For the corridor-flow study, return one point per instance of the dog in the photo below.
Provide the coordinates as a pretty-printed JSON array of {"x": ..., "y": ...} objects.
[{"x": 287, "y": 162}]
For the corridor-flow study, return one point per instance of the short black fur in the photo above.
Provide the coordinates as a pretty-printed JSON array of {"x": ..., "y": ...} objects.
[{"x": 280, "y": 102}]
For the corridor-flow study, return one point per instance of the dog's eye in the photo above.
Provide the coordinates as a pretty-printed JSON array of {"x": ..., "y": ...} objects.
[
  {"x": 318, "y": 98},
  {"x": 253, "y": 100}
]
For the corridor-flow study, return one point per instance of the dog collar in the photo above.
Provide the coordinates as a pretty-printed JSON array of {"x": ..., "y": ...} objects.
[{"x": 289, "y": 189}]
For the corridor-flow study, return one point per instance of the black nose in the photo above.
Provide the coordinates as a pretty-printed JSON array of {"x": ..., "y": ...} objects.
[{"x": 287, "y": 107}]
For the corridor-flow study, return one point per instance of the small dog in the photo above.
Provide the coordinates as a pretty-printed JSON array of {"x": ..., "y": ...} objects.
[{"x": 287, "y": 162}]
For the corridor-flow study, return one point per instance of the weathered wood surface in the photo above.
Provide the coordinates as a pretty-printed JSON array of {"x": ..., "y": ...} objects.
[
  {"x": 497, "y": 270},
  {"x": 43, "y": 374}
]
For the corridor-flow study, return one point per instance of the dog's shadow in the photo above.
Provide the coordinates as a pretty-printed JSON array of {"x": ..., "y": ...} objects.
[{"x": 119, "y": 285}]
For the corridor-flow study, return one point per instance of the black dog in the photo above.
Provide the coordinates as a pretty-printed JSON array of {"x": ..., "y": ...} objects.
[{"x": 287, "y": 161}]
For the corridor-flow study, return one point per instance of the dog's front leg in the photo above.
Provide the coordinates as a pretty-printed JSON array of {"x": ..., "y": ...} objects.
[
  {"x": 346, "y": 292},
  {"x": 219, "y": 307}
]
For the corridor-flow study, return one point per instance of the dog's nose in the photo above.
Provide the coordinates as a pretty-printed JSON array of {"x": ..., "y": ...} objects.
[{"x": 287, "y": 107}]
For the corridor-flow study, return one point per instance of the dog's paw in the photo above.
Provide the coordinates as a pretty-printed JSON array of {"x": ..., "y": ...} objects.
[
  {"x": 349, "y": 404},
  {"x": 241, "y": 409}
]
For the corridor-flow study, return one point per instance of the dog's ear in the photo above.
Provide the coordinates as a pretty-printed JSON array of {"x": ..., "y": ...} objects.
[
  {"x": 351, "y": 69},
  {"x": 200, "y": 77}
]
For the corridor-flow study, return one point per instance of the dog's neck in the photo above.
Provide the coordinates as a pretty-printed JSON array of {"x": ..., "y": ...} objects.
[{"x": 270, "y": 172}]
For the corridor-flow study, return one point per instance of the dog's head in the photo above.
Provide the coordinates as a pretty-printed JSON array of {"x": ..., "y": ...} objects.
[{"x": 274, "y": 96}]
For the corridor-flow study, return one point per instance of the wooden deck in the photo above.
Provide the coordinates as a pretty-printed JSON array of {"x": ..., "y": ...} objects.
•••
СУТЬ ЗАДАНИЯ
Отредактируйте фрагмент от строки, содержащей «leg in the photo above.», до конца записей включительно. Замените в нем «corridor-flow study» на «hallway-traffic study» и оставьте все остальное без изменений.

РЕЗУЛЬТАТ ВЫПОЛНЕНИЯ
For the hallway-traffic study, return one point per instance of the dog's front leg in the photo above.
Provide the coordinates as a pretty-printed JSON array of {"x": ..., "y": ...} objects.
[
  {"x": 346, "y": 292},
  {"x": 219, "y": 307}
]
For the hallway-traffic study, return one point per instance of the dog's nose in the photo above.
Provide the coordinates as a pretty-printed JSON array of {"x": ..., "y": ...} objects.
[{"x": 287, "y": 107}]
For the hallway-traffic study, return one point per instance of the dog's paw in the photo above.
Provide the coordinates as a pretty-printed JSON array of {"x": ..., "y": ...} objects.
[
  {"x": 349, "y": 404},
  {"x": 241, "y": 409}
]
For the hallway-traffic study, return one point per instance of the dog's ear in the photo above.
Provide the coordinates as a pretty-printed JSON array of {"x": ..., "y": ...} objects.
[
  {"x": 351, "y": 69},
  {"x": 200, "y": 77}
]
For the hallway-traffic study, return one point per instance of the dog's neck in the photo above.
Provide the coordinates as a pretty-printed JSON array of {"x": ..., "y": ...} objects.
[{"x": 270, "y": 172}]
For the hallway-traffic study, return one point per instance of the dog's head in the photo above.
Provide the coordinates as a pretty-printed JSON array of {"x": ..., "y": ...} objects.
[{"x": 274, "y": 96}]
For the hallway-traffic study, return one point per instance of the wooden deck in the photo above.
Provide the coordinates as a pretty-printed JSON array of {"x": ..., "y": ...} objects.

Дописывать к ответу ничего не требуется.